* DOCUMENT TEXT *
******************************

Machine Learning Model Training

For this study, two different ML techniques were used to build models trained on the datasets presented in the previous section. These were LightGBM, which is a gradient boosting framework that uses tree-based learning algorithms, and the Classic (Vanilla) Stacked LSTM, a type of Recurrent Neural Network aimed at dealing with the vanishing gradient problem present in traditional RNNs.

Other suitable gradient-boosted decision trees methods, such as XGBoost or CatBoost, could have been used. In [Ke et al. 2017] and [Tao et al. 2021] different gradient-boosted decision trees methods, including LightGBM, were used to predict flight delays. The results of these studies indicated that LightGBM accelerates the traditional gradient-boosted decision trees training process by up to 20 times while exhibiting higher prediction accuracy. Consequently, LightGBM was selected as the gradient-boosted decision trees algorithm in this study.

GRU is a simpler alternative to LSTM but a recent study [Silvestre et al. 2024] in predicting the estimated arrival time during flight did not find significant differences in model performance between these two techniques. For this reason, GRUs were excluded from the study in [Silvestre et al. 2024]. In addition, LSTMs have shown better performance when having a large dataset - as in the case of this study. Given the nature of the problem - with sequential data and long-term dependencies - it was decided to use LSTMs given their success in related studies and applications.

As can be observed from Table [tb: ML table work] , the problem of predicting holding times was framed in two different ways: (a) as a regression problem, where the objective is to predict the holding stack in the next 15 minutes of a specific flight and (b) as a time series regression problem, where the objective is to forecast the next average holding time in a holding stack in the next 15 minutes based on past values of holding time (and other independent variables). Both ML techniques - LightGBM and LSTM - were applied to each of these problems, as explained in the rest of this section.

As is standard for regression problems, Dataset [Dataset1] was randomly split such that 80% was allocated to training, while the remaining 20% was allocated to testing. In the case of the time series regression problem, Dataset [Dataset2] was also split such that 80% was used for training and 20% was used for testing. However, given the time series nature of the problem, the data was not split randomly because the ML models need to be trained on sequential data, and to prevent any data leakage. For this reason, the last two and a half months of data was reserved for testing.

******************************

* DATA SHOWN *
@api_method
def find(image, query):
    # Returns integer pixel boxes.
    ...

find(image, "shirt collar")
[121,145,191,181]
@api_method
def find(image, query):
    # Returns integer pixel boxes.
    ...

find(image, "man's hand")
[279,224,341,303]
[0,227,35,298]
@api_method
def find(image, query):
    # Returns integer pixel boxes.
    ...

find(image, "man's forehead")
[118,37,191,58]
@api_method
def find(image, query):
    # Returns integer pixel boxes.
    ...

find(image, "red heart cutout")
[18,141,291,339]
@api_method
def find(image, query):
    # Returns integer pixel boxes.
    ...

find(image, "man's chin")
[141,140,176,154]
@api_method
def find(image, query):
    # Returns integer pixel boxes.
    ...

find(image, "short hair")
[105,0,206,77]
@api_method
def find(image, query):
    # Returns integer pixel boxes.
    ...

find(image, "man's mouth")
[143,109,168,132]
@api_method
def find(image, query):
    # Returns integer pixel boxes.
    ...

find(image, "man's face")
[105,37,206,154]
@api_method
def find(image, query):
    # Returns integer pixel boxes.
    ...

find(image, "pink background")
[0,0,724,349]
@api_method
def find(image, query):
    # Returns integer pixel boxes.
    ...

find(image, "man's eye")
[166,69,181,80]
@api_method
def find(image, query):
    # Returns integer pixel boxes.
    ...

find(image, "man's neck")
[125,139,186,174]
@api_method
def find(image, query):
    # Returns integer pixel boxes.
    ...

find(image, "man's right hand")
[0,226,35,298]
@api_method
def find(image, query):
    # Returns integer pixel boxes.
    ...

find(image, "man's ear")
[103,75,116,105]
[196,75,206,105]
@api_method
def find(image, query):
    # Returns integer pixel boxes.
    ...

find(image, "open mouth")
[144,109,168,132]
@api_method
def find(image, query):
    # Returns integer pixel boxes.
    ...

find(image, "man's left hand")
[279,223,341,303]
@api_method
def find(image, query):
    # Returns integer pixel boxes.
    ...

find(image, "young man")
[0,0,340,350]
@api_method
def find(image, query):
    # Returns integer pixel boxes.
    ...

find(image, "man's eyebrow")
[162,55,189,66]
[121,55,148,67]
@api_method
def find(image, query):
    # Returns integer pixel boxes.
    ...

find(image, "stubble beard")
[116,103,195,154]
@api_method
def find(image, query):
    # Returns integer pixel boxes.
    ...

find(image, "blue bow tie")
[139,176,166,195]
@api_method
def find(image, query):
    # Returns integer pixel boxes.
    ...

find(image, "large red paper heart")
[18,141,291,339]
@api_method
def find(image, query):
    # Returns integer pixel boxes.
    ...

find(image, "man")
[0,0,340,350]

******************************

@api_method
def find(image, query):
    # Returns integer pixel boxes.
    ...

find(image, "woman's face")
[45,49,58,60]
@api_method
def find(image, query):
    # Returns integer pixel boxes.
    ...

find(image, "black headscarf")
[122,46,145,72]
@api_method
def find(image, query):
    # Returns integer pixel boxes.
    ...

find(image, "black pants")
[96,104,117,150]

******************************

* SET TASKS *
[a] Which lines of the records contain the string "heart", matching case exactly? Locate each one and copy it out in full.
[b] Proceed with the passage on machine learning model training, picking up right after its final sentence.

* TASK RESULTS *
[a]
find(image, "red heart cutout")
find(image, "large red paper heart")

[b]
ML models trained for each type of problem
Type of problem	ML models	Dataset
Regression	Model 1: Predicts aircraft holding time when the aircraft is at the TMA boundary (input parameters correspond to the time when the aircraft is at the TMA boundary)	1
	Model 2: Predicts aircraft holding time when the aircraft is 30 minutes from the TMA boundary (input parameters correspond to the time when the aircraft is 30 minutes from the TMA boundary)	1
	Model 3: Predicts aircraft holding time when the aircraft is 60 minutes from the TMA boundary (input parameters correspond to the time when the aircraft is 60 minutes from the TMA boundary)	1
	Model 4: Predicts aircraft holding time when the aircraft is at the TMA boundary (input parameters include those captured at 0, 30 and 60 minutes from the TMA boundary)	1
Time Series Forecasting	Model 5: Forecasts the average holding time for the next 15 minute time interval at BIG⁷	2
	Model 6: Forecasts the average holding time for the next 15 minute time interval at OCK	2
	Model 7: Forecasts the average holding time for the next 15 minute time interval at BNN	2
	Model 8: Forecasts the average holding time for the next 15 minute time interval at LAM	2

LightGBM

LightGBM is a free API for Python and R created by Microsoft [Corporation 2023]. LightGBM was modified by Microsoft to achieve faster training speed, higher efficiency, lower memory usage, better accuracy, and the ability to handle large-scale data.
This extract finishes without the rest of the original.